_GESTELLTE AUFGABE 1:_ An welchem Datum traf der Bundesgerichtshof laut dem Auszug über die elektronischen Leseplätze seine Entscheidung?

_AUSGEWÄHLTER AUSZUG:_
Werden die elektronischen Leseplätze in Bibliotheken zum Einfallstor für Online-Piraterie? Nachdem der Bundesgerichtshof eine extensive Nutzung urheberrechtlich geschützter Werke an den Leseplätzen erlaubt hat, warnen jetzt die Verleger in einem Brief an die deutschen Hochschulleiter vor dramatischen Konsequenzen.

Hintergrund: Mitte April wies der Bundesgerichtshof als letzte Instanz eine Musterklage des Eugen Ulmer Verlags gegen die Technische Universität Darmstadt ab, mit der die Nutzung urheberrechtlich geschützter Werke an elektronischen Leseplätzen in Bibliotheken begrenzt werden sollte. Das Gericht erklärte in einer Pressemitteilung: Bibliotheken dürfen Wissenschaftsbücher selber scannen und ihren Nutzern erlauben, Teile daraus an den Leseplätzen herunterzuladen.

In einem Brief an die Leiter der deutschen Hochschulen warnen die Arbeitsgemeinschaft wissenschaftlicher Verlage (AwV) und die Arbeitsgemeinschaft rechts- und staatswissenschaftlicher Verlage (ARSV), jetzt drohe „massiver Schaden für die Autoren und die Verleger durch ins Internet gestellte und dort frei kursierende Digitalisate“. Es sei zu befürchten, dass „die Studierenden und auch die Bibliotheken unmittelbar auf dieses Urteil reagieren und die Bibliotheksnutzer alsbald Lehrbücher, Kommentare, wissenschaftliche Werke aller Art, aber auch sonstige Bücher, Zeitschriften und E-Books aus den Leseplätzen herunterladen, z.B. via USB-Stick und – dies ist die unausbleibliche Folge – auch ins Netz stellen, wo sowohl Kommilitonen als auch jeder andere Zugriff nehmen kann.“

Deswegen appellieren die Verleger, die Hochschulen sollten mit ihren „neuen“ Rechten zurückhaltend umgehen.

Das Schreiben im Wortlaut:

„Der Bundesgerichtshof hat am 16. April 2015 (Aktenzeichen I ZR 69/11) eine Entscheidung zur Nutzung von Werken an elektronischen Leseplätzen getroffen. Auf die Presseerklärung vom selben Tage, die wir Ihnen in der Anlage beigefügen, dürfen wir Sie hinweisen. Der Bundesgerichtshof hat mit dieser Entscheidung erlaubt, dass Werke zwecks Wiedergabe an elektronischen Leseplätzen der Bibliothek digitalisiert und von den nutzenden Studierenden heruntergeladen werden dürfen.

_EXTRAHIERTE DATENSÄTZE:_
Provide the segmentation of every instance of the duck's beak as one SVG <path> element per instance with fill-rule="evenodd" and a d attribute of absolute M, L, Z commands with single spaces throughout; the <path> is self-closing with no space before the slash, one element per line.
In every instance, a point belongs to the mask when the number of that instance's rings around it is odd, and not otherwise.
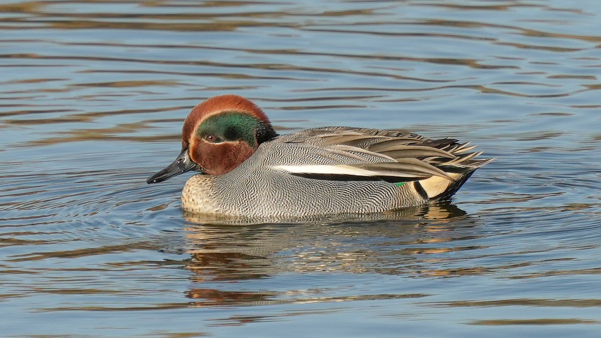
<path fill-rule="evenodd" d="M 188 149 L 184 149 L 177 156 L 177 158 L 175 159 L 175 161 L 173 161 L 173 163 L 169 164 L 165 169 L 148 177 L 148 179 L 146 180 L 146 183 L 150 184 L 151 183 L 163 182 L 168 180 L 173 176 L 176 176 L 195 168 L 198 170 L 200 171 L 202 171 L 200 167 L 190 158 L 190 155 L 188 153 Z"/>

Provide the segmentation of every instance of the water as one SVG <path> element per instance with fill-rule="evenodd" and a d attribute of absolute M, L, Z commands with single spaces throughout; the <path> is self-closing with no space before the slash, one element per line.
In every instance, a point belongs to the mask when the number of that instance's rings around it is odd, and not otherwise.
<path fill-rule="evenodd" d="M 601 4 L 0 4 L 3 336 L 597 336 Z M 189 109 L 404 128 L 496 161 L 388 219 L 180 209 Z"/>

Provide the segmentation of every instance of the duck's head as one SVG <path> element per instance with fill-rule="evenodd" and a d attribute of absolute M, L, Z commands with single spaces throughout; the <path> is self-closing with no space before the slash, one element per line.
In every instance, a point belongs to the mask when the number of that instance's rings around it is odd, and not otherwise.
<path fill-rule="evenodd" d="M 262 110 L 237 95 L 207 99 L 192 108 L 182 129 L 182 153 L 146 180 L 158 183 L 195 170 L 221 175 L 252 155 L 259 144 L 278 134 Z"/>

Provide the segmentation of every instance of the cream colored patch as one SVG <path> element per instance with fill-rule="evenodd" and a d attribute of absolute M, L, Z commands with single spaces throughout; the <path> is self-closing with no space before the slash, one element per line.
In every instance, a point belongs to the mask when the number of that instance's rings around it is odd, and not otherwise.
<path fill-rule="evenodd" d="M 353 176 L 375 176 L 380 175 L 377 171 L 365 170 L 350 165 L 276 165 L 274 169 L 285 170 L 294 174 L 323 174 L 330 175 L 350 175 Z"/>
<path fill-rule="evenodd" d="M 447 173 L 447 174 L 453 180 L 461 177 L 461 174 L 454 173 Z M 454 183 L 454 181 L 440 176 L 432 176 L 429 179 L 419 180 L 419 184 L 421 185 L 426 193 L 428 194 L 429 198 L 433 198 L 442 194 Z"/>
<path fill-rule="evenodd" d="M 182 191 L 182 209 L 200 214 L 221 214 L 215 200 L 213 177 L 196 174 L 190 177 Z"/>

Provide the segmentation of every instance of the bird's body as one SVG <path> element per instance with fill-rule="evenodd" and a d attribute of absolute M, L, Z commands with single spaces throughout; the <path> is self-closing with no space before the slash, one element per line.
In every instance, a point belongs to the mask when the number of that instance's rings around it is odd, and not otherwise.
<path fill-rule="evenodd" d="M 226 216 L 290 218 L 419 205 L 448 198 L 490 161 L 475 159 L 474 146 L 456 140 L 398 131 L 323 127 L 277 135 L 258 107 L 236 96 L 197 106 L 183 134 L 180 157 L 148 183 L 196 168 L 203 173 L 186 183 L 182 208 Z"/>

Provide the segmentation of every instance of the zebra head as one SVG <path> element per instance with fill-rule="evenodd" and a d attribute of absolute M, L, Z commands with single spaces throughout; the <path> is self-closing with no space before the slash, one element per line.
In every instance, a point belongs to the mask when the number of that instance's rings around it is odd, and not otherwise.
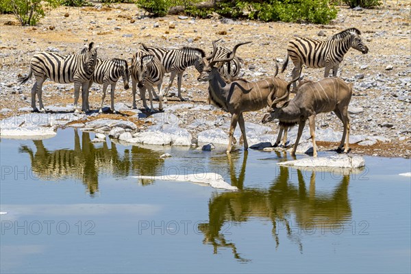
<path fill-rule="evenodd" d="M 351 32 L 351 34 L 353 36 L 351 47 L 358 51 L 361 51 L 362 54 L 368 53 L 368 47 L 364 44 L 360 34 L 356 32 Z"/>
<path fill-rule="evenodd" d="M 132 66 L 133 74 L 137 79 L 137 86 L 144 86 L 147 75 L 147 64 L 153 61 L 154 55 L 147 52 L 138 52 L 133 56 Z"/>
<path fill-rule="evenodd" d="M 82 54 L 84 55 L 83 59 L 84 70 L 89 73 L 94 71 L 97 60 L 97 49 L 93 46 L 94 42 L 92 42 L 88 45 L 88 49 L 85 48 L 82 51 Z"/>

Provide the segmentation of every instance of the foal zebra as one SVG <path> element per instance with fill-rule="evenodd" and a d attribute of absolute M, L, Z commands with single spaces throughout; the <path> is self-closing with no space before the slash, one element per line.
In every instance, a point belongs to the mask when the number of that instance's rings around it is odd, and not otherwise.
<path fill-rule="evenodd" d="M 360 34 L 361 32 L 351 27 L 334 34 L 325 41 L 304 37 L 296 38 L 288 42 L 286 61 L 281 72 L 283 73 L 287 67 L 289 57 L 294 63 L 294 69 L 291 73 L 292 79 L 301 75 L 303 64 L 314 68 L 325 67 L 325 77 L 328 77 L 329 70 L 332 68 L 332 75 L 336 77 L 340 63 L 350 48 L 361 51 L 363 54 L 368 53 L 369 49 L 361 40 Z M 294 83 L 294 90 L 296 87 L 297 85 Z"/>
<path fill-rule="evenodd" d="M 82 51 L 84 53 L 85 49 Z M 114 110 L 114 89 L 119 79 L 122 77 L 124 82 L 124 89 L 129 89 L 129 80 L 130 79 L 130 72 L 128 68 L 127 61 L 123 59 L 113 58 L 112 60 L 105 60 L 97 58 L 96 66 L 92 78 L 86 87 L 86 105 L 88 105 L 88 90 L 93 82 L 103 85 L 103 95 L 101 96 L 101 104 L 99 112 L 103 112 L 103 103 L 105 98 L 105 91 L 108 85 L 111 86 L 111 109 L 113 113 L 116 113 Z"/>
<path fill-rule="evenodd" d="M 163 95 L 161 92 L 161 85 L 164 75 L 164 68 L 160 60 L 149 52 L 138 49 L 133 55 L 130 73 L 133 91 L 133 108 L 137 108 L 136 106 L 136 86 L 138 86 L 140 90 L 140 97 L 142 100 L 142 105 L 146 110 L 149 109 L 145 100 L 145 90 L 147 90 L 150 99 L 150 111 L 154 112 L 153 107 L 154 88 L 153 86 L 155 85 L 158 88 L 158 108 L 160 110 L 162 110 Z"/>
<path fill-rule="evenodd" d="M 181 101 L 185 101 L 182 96 L 182 80 L 183 73 L 189 66 L 194 66 L 199 73 L 203 71 L 202 58 L 206 53 L 201 49 L 190 47 L 184 47 L 178 49 L 169 49 L 158 47 L 147 47 L 141 43 L 144 50 L 153 54 L 162 64 L 165 73 L 171 73 L 169 86 L 164 92 L 164 96 L 169 92 L 177 75 L 178 85 L 178 97 Z"/>
<path fill-rule="evenodd" d="M 36 107 L 37 94 L 40 110 L 41 112 L 45 112 L 42 100 L 42 88 L 43 82 L 49 78 L 60 84 L 74 83 L 74 108 L 75 111 L 78 112 L 77 101 L 80 86 L 83 91 L 86 90 L 85 88 L 92 76 L 97 59 L 97 49 L 94 48 L 93 45 L 94 43 L 90 42 L 88 49 L 81 54 L 64 55 L 51 52 L 41 52 L 32 58 L 29 74 L 25 77 L 21 77 L 18 83 L 25 84 L 32 77 L 33 73 L 34 74 L 36 83 L 32 88 L 33 111 L 38 111 Z M 84 111 L 87 110 L 86 93 L 82 92 L 82 110 Z"/>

_GESTELLTE AUFGABE 2:_ Skaliere in den Datensätzen nur den Abschnitt, der mit der Zeile beginnt, die „Provide the segmentation of every instance of the zebra“ enthält, und mit der Zeile endet, die „132 66 L 133“ enthält, beide eingeschlossen. Gib diese Zeilen samt Aufforderungen erneut aus, multipliziere dabei jede Koordinate in den Antworten mit 0,45, runde auf ganze Zahlen (Hälften aufwärts) und lass die Bilder weg.

_KORREKTES ERGEBNIS 1:_ Am 16. April 2015.

_KORREKTES ERGEBNIS 2:_
Provide the segmentation of every instance of the zebra head as one SVG <path> element per instance with fill-rule="evenodd" and a d attribute of absolute M, L, Z commands with single spaces throughout; the <path> is self-closing with no space before the slash, one element per line.
In every instance, a point belongs to the mask when the number of that instance's rings around it is odd, and not otherwise.
<path fill-rule="evenodd" d="M 158 14 L 158 15 L 159 16 L 158 21 L 161 23 L 162 23 L 163 24 L 166 24 L 166 21 L 164 20 L 162 15 L 160 14 Z"/>
<path fill-rule="evenodd" d="M 59 30 L 60 33 L 62 36 L 62 39 L 65 39 L 66 34 L 66 29 L 69 27 L 69 25 L 66 23 L 62 23 L 60 25 Z"/>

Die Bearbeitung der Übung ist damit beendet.